### [Task brief]
Print exactly the lines starting at the one that contains "Label each instance of the sign" and ending at the last line of the listing below.

______

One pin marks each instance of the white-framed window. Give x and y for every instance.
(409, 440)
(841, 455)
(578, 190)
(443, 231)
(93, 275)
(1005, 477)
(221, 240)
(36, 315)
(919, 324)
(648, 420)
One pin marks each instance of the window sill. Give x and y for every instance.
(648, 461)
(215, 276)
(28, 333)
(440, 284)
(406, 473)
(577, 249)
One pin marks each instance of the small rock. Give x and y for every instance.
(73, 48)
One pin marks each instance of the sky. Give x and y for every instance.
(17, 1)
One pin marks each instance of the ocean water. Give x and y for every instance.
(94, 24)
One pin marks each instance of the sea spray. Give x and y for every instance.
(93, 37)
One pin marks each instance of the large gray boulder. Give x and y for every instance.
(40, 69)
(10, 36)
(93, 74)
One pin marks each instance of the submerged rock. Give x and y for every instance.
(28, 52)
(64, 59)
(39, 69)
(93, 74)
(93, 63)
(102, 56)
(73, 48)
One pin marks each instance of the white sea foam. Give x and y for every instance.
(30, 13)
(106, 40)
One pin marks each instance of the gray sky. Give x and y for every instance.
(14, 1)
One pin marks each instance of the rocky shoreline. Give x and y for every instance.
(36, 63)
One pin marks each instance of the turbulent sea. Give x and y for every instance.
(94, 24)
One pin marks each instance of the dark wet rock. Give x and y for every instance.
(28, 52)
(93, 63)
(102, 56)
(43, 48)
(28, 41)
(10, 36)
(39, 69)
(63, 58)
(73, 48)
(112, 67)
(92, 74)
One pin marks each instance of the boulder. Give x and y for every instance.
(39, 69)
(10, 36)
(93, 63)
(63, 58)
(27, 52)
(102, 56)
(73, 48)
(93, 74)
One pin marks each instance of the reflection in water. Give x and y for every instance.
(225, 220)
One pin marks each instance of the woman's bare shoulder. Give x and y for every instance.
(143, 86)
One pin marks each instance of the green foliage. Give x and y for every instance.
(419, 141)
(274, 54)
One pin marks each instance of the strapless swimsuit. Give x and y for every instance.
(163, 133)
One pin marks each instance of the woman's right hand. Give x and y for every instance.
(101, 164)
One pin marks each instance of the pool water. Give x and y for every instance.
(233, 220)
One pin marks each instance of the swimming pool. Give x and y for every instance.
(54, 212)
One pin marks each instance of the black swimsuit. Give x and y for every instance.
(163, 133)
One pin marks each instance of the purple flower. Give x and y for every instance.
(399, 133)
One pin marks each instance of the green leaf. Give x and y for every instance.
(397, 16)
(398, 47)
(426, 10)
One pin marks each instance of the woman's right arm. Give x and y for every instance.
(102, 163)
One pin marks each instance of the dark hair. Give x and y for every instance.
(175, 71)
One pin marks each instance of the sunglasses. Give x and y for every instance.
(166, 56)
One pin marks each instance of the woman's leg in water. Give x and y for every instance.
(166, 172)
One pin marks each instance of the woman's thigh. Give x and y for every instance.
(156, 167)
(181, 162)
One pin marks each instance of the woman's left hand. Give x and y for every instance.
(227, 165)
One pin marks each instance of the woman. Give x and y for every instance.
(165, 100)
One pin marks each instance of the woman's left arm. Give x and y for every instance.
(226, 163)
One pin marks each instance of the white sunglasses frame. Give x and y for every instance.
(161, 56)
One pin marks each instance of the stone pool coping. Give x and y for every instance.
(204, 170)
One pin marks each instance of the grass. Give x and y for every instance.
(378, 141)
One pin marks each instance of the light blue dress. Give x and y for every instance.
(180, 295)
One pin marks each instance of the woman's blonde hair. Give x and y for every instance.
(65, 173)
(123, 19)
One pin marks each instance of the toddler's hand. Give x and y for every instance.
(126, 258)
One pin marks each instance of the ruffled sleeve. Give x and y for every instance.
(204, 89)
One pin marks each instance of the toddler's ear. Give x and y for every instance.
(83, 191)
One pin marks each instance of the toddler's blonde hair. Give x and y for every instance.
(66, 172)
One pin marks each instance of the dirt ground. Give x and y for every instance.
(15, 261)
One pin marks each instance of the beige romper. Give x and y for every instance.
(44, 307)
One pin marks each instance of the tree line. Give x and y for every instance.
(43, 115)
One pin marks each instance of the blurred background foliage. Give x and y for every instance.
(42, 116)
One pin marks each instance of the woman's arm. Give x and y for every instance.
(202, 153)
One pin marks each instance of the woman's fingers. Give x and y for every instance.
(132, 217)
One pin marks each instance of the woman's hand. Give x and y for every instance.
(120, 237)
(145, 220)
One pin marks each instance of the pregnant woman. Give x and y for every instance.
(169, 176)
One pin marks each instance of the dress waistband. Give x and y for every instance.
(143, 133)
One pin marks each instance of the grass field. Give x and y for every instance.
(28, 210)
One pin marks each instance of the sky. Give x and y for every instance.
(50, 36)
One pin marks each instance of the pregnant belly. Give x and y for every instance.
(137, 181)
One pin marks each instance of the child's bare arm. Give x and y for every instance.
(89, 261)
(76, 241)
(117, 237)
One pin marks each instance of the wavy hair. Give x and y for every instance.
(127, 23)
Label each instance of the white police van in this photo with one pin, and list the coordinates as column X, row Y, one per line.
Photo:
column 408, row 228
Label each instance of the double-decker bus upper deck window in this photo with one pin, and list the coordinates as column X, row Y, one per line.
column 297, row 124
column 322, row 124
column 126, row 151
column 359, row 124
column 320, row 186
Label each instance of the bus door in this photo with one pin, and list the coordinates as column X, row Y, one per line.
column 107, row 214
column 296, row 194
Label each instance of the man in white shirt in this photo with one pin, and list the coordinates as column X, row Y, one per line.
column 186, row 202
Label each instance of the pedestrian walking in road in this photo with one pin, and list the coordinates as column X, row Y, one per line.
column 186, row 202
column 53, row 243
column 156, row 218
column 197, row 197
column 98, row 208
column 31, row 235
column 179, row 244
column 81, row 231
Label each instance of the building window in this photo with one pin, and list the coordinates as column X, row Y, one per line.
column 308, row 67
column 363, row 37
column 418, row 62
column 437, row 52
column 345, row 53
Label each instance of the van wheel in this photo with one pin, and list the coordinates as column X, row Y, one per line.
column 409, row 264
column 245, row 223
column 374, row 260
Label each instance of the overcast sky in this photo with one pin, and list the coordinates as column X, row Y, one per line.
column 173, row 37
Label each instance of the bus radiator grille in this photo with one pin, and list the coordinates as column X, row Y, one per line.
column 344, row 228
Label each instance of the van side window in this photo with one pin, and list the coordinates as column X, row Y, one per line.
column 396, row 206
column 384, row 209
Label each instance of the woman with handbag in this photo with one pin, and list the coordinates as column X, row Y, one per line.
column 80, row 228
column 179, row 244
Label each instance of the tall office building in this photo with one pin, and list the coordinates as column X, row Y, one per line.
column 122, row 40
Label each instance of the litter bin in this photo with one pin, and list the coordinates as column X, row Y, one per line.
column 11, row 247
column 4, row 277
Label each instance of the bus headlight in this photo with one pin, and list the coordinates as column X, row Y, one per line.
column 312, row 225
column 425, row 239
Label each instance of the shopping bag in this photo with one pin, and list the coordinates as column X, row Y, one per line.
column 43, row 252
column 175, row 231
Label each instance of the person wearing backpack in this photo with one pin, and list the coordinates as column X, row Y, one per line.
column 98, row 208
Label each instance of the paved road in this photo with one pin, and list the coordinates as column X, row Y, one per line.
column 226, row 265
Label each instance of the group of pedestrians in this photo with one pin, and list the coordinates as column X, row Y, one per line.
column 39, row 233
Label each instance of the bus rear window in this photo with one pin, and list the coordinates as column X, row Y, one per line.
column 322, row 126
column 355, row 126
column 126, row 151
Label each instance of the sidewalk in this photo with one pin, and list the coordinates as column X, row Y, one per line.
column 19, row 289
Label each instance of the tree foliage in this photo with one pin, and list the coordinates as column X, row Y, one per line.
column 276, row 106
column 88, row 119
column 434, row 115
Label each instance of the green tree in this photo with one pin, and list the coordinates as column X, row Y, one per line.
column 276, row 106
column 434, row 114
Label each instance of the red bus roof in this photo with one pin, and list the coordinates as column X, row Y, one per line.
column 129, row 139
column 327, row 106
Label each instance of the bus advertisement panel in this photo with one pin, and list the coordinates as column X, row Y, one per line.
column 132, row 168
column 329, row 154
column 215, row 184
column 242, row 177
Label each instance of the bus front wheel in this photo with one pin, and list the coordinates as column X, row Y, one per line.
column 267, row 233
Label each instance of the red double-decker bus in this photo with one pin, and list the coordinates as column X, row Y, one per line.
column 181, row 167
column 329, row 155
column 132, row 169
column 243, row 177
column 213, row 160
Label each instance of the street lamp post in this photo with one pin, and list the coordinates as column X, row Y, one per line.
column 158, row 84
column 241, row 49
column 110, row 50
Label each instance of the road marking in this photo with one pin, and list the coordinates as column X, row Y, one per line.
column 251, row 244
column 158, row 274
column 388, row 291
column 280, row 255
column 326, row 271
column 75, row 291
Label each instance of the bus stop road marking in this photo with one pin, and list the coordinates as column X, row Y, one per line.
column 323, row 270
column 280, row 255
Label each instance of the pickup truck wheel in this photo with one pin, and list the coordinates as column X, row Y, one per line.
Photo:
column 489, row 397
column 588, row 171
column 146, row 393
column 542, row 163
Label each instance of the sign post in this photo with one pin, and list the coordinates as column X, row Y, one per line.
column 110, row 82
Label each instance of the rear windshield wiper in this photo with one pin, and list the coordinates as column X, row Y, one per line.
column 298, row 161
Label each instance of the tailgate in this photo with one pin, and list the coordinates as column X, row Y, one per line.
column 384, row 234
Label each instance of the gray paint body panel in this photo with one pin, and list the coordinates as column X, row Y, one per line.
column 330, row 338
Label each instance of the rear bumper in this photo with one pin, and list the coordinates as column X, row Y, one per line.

______

### [The answer]
Label each instance of the sign post in this photo with one pin, and list the coordinates as column X, row Y, one per line.
column 110, row 82
Label each instance of the rear windshield wiper in this photo with one pin, and list the coordinates as column X, row Y, one per line.
column 298, row 161
Label each instance of the tailgate in this photo with one pin, and list the coordinates as column X, row Y, one per line.
column 384, row 234
Label each instance of the gray paint body panel in this photo with one pin, and list the coordinates as column X, row Y, one per line.
column 330, row 338
Label each instance of the rear bumper in this photo with one pin, and list the coordinates as column X, row Y, one per line.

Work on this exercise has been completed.